◆ Exercise instructions ◆
Transcribe, word for word and without additions, each line below from the one containing "[tag] gray linen pillow" through the one containing "[tag] wooden plank", both ends included.

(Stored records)
☆ ☆ ☆ ☆ ☆

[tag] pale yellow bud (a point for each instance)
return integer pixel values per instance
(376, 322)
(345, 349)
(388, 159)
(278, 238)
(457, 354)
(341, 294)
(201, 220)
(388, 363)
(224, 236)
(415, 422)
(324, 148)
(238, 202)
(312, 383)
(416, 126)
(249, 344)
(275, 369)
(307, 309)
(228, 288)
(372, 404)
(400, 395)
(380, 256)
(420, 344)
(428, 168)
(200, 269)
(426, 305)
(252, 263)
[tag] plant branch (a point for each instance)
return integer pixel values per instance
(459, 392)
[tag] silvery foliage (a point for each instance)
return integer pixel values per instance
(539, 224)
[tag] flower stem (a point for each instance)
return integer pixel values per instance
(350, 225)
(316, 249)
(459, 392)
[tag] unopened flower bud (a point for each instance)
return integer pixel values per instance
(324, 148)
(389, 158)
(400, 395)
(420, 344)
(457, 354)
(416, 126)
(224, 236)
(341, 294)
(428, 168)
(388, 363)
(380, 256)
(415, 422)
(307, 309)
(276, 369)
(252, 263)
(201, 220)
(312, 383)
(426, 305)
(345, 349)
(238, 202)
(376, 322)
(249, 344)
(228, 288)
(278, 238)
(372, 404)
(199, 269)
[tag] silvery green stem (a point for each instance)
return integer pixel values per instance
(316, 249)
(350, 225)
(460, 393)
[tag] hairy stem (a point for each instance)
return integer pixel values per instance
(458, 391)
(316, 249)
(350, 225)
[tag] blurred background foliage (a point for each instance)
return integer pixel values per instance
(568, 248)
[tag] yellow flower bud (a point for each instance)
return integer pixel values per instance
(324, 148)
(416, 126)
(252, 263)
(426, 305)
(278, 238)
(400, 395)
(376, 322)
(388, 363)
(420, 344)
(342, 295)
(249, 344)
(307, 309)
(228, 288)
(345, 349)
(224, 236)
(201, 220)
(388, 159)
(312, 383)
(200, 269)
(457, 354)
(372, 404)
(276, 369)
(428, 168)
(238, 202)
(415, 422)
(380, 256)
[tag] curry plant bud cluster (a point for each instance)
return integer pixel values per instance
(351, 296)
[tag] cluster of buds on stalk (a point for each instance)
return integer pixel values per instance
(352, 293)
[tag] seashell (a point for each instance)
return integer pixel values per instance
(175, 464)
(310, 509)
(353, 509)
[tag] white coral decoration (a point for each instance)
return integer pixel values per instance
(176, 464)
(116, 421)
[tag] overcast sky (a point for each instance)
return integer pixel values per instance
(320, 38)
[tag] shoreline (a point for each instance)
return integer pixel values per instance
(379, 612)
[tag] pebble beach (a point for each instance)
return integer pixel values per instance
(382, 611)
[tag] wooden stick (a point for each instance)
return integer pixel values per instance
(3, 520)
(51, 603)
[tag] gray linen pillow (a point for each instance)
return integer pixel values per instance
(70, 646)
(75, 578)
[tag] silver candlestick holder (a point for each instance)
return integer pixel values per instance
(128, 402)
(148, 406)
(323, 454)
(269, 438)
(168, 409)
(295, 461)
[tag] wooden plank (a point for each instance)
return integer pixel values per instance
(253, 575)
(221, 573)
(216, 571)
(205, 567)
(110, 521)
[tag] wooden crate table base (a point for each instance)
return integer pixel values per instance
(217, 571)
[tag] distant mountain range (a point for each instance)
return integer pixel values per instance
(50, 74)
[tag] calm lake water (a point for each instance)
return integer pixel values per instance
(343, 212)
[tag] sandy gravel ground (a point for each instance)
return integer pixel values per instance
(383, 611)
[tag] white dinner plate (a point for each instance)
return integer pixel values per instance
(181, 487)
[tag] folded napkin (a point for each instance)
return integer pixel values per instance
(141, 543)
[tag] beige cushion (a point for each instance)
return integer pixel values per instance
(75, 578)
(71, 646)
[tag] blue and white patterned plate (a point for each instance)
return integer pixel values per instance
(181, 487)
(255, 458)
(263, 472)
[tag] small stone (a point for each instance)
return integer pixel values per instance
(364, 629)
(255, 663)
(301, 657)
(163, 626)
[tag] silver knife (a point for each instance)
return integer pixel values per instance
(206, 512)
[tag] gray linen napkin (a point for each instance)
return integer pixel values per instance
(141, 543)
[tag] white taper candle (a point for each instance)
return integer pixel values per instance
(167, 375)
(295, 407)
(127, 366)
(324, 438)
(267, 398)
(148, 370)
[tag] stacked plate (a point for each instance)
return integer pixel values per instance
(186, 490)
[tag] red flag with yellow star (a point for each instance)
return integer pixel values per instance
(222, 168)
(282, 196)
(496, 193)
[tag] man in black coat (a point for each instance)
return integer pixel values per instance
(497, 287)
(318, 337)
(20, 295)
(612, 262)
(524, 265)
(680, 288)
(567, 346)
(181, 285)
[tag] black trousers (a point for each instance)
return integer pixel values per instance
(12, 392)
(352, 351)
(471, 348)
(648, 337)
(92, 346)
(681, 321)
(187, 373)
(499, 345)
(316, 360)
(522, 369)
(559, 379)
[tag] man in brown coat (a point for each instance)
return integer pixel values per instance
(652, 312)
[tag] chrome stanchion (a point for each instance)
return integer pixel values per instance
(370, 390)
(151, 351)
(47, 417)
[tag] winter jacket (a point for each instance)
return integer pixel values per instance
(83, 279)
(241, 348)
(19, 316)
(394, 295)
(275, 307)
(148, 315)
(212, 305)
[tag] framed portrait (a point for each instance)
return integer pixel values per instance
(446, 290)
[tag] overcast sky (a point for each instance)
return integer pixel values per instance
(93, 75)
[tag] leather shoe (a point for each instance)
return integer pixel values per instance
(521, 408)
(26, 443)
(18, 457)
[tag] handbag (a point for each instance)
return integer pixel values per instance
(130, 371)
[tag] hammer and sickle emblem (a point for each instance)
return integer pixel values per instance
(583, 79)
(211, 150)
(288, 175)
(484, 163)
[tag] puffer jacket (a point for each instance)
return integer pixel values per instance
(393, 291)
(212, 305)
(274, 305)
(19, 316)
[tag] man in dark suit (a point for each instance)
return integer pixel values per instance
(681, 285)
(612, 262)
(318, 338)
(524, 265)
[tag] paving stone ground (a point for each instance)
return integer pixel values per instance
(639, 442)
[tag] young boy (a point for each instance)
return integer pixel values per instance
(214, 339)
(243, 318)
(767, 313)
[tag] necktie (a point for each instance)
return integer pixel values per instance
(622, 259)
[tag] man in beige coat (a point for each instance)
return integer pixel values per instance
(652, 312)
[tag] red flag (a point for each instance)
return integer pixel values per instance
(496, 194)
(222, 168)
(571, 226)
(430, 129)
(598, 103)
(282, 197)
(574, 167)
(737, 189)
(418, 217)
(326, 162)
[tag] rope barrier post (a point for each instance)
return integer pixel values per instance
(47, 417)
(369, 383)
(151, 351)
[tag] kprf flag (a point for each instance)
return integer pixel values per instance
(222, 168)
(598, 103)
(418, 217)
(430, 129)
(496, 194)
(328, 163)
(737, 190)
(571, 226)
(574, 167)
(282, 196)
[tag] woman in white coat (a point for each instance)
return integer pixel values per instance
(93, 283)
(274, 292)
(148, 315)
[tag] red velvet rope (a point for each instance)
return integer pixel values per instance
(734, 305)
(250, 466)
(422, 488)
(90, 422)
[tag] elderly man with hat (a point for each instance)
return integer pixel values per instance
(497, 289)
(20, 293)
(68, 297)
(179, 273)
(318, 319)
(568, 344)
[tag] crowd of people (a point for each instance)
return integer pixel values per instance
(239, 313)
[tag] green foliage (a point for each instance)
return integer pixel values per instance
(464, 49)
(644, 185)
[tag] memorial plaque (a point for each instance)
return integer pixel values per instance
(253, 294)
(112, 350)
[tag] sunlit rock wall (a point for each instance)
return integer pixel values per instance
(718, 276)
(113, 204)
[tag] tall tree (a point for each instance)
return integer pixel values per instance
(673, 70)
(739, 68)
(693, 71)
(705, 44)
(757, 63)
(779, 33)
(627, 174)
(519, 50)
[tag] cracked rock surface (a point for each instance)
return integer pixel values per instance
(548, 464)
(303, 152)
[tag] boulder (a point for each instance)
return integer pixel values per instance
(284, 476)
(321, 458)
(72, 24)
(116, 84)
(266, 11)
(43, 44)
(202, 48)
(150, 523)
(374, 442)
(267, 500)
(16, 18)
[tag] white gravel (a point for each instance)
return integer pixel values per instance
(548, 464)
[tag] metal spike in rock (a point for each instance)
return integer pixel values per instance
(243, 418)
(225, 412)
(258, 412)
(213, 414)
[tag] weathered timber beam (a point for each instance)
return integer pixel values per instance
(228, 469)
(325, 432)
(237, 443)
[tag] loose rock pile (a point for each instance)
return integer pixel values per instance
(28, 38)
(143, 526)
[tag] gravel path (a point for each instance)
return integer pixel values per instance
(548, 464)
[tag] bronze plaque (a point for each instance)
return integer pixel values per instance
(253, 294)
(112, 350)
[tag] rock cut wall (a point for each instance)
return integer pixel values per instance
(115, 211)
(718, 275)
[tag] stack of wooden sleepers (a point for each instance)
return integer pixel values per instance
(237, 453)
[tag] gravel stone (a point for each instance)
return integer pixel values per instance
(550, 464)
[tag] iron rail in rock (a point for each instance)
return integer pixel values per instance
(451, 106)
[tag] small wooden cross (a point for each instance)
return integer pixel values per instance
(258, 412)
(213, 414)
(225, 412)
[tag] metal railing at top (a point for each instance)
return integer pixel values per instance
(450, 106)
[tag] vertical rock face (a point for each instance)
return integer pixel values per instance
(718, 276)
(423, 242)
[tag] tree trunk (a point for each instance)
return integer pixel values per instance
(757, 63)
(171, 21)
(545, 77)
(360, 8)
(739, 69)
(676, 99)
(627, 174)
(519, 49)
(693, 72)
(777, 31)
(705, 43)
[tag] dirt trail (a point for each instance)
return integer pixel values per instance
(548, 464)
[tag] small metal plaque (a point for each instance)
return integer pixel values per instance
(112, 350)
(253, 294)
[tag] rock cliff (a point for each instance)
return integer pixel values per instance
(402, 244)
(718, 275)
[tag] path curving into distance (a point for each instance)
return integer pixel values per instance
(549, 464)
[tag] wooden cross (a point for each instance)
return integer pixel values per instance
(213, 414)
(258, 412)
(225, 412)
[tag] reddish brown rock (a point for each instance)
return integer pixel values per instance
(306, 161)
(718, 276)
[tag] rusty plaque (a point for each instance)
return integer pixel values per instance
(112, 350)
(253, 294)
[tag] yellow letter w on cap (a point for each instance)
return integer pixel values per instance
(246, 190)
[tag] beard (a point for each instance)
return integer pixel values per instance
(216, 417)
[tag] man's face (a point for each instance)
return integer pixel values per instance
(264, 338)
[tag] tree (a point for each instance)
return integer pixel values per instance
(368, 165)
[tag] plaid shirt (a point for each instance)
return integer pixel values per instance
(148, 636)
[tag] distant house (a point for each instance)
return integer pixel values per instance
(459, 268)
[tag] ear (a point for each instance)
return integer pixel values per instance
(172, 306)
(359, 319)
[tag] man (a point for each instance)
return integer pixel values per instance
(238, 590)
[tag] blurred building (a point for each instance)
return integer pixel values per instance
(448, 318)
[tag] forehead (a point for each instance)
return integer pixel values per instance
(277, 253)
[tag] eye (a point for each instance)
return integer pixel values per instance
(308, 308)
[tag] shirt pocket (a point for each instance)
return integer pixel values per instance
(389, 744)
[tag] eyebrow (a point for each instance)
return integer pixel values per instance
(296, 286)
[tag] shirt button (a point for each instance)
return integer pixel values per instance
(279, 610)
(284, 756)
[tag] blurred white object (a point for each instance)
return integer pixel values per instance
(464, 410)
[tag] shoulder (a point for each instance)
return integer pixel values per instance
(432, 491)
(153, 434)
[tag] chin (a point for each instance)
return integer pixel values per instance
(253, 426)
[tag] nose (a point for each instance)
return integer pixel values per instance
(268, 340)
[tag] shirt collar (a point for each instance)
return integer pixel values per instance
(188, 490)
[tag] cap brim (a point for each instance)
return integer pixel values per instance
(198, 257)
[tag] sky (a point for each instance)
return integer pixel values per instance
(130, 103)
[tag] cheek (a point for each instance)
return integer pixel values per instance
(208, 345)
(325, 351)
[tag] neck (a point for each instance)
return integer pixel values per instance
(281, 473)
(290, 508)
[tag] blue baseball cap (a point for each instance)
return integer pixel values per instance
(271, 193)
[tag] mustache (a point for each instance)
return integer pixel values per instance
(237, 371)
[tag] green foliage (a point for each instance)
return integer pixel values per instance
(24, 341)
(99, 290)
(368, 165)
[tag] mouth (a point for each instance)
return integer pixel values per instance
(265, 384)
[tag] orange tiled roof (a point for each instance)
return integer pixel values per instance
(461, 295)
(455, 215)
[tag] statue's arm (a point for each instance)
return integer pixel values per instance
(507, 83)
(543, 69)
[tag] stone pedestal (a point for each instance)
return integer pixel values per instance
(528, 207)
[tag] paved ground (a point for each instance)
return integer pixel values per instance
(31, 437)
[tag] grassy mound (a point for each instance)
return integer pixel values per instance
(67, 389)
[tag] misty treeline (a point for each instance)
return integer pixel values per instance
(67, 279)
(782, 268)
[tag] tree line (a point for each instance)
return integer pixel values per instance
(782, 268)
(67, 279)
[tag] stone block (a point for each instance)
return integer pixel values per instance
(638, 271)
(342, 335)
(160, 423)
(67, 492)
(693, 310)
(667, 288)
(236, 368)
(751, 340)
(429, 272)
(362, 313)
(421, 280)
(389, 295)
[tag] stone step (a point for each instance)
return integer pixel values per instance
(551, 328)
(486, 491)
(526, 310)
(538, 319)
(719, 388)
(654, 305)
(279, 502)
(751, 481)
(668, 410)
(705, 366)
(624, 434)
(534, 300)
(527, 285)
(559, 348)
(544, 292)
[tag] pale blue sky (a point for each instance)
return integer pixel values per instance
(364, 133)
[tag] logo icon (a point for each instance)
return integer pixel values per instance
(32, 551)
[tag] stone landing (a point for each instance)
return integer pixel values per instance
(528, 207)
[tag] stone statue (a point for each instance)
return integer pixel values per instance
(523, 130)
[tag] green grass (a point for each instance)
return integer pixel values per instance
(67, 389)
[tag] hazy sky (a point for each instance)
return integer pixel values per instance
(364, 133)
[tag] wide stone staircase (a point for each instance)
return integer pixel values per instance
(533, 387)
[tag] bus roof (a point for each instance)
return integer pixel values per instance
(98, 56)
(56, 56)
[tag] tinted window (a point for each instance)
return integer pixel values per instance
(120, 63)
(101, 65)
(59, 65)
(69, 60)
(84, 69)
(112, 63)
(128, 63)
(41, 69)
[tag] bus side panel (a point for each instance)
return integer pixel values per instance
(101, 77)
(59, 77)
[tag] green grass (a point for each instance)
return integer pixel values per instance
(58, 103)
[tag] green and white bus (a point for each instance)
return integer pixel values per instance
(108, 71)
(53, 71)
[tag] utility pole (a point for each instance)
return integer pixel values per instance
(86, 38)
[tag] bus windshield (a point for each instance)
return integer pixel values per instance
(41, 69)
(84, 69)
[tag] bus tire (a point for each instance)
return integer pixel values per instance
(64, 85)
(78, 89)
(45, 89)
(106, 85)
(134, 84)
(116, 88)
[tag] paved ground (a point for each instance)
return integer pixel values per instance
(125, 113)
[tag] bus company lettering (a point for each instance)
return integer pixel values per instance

☆ ☆ ☆ ☆ ☆

◆ Exercise output ◆
[tag] gray linen pillow (a point for each instance)
return integer pixel values per instance
(70, 646)
(75, 578)
[tag] silver candlestick holder (a point for each instance)
return integer pixel values per instance
(128, 402)
(148, 406)
(323, 454)
(269, 438)
(168, 409)
(295, 461)
[tag] wooden plank (a point for each instance)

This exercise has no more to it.